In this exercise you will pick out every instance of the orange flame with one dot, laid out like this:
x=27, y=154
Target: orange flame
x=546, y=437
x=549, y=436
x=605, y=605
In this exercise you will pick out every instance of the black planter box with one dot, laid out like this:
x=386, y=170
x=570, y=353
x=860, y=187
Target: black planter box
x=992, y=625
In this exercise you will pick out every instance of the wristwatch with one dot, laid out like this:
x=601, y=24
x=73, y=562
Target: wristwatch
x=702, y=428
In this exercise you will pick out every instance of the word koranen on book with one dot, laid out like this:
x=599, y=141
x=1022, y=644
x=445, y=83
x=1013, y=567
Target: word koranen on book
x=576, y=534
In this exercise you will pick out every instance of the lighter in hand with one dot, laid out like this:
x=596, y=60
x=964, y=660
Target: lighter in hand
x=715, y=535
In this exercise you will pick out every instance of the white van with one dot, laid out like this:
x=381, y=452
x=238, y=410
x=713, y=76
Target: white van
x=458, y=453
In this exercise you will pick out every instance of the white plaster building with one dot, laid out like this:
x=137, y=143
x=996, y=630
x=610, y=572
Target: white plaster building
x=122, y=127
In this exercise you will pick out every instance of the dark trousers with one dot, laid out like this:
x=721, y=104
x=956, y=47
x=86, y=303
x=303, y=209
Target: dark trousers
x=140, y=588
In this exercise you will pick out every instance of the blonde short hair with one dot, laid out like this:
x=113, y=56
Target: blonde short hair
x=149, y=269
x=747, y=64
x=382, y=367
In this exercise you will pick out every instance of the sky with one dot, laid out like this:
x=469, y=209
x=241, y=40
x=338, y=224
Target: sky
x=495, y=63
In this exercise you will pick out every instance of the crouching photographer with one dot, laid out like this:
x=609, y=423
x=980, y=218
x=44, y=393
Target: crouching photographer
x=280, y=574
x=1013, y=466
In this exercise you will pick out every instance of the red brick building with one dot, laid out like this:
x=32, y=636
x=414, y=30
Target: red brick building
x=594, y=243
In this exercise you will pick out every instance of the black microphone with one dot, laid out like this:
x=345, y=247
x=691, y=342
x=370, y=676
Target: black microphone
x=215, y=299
= = = = = = =
• **Stated problem**
Reproduce all of the material above verbatim, keeping every line in its original order.

• **Result for this task**
In this exercise you will pick out every instance of the orange flame with one dot, laid out like this:
x=27, y=154
Target: orange flame
x=546, y=437
x=549, y=436
x=605, y=605
In this exercise you will pick out every instance of the black planter box with one dot, laid out like this:
x=386, y=170
x=570, y=353
x=860, y=187
Target: black planter box
x=992, y=625
In this exercise you will pick out every instance of the wristwatch with one dot, laid out like this:
x=601, y=24
x=73, y=562
Target: wristwatch
x=702, y=428
In this exercise you will pick out every instance of the word koranen on book with one dot, laid out like this:
x=599, y=141
x=1022, y=644
x=445, y=83
x=1013, y=567
Target: word koranen on book
x=576, y=534
In this exercise you will pick out every instance of the lighter in hand with one dot, laid out like this:
x=596, y=60
x=964, y=660
Target: lighter in hand
x=715, y=535
In this exercise you will pick out every instance of the white van with one dot, laid out like this:
x=381, y=452
x=238, y=410
x=713, y=76
Target: white van
x=458, y=453
In this exercise you will pick out every instance of the white plaster building with one dot, laid out like this:
x=137, y=143
x=996, y=630
x=610, y=572
Target: white plaster building
x=122, y=127
In this exercise you will pick out every instance of the dark trousers with one dot, laid out like this:
x=721, y=104
x=956, y=47
x=86, y=303
x=303, y=209
Target: dark trousers
x=140, y=588
In this exercise you will pick out every instance of the blonde short hair with one dot, laid out like this:
x=113, y=56
Target: blonde short hair
x=149, y=269
x=747, y=64
x=382, y=367
In this exercise you will pick out every instance of the sky with one dot, laid out like this:
x=469, y=209
x=241, y=40
x=338, y=224
Target: sky
x=495, y=63
In this exercise you will pick out every instance of the crouching photographer with one dot, laid out like this:
x=609, y=423
x=980, y=218
x=44, y=393
Target: crouching photographer
x=280, y=574
x=1013, y=466
In this exercise you will pick out every instance of the red brick building with one dot, laid out like this:
x=32, y=636
x=414, y=30
Target: red brick building
x=594, y=243
In this exercise you will pick out every instance of the black microphone with one dot, laid out like this:
x=345, y=247
x=691, y=342
x=370, y=676
Target: black microphone
x=215, y=299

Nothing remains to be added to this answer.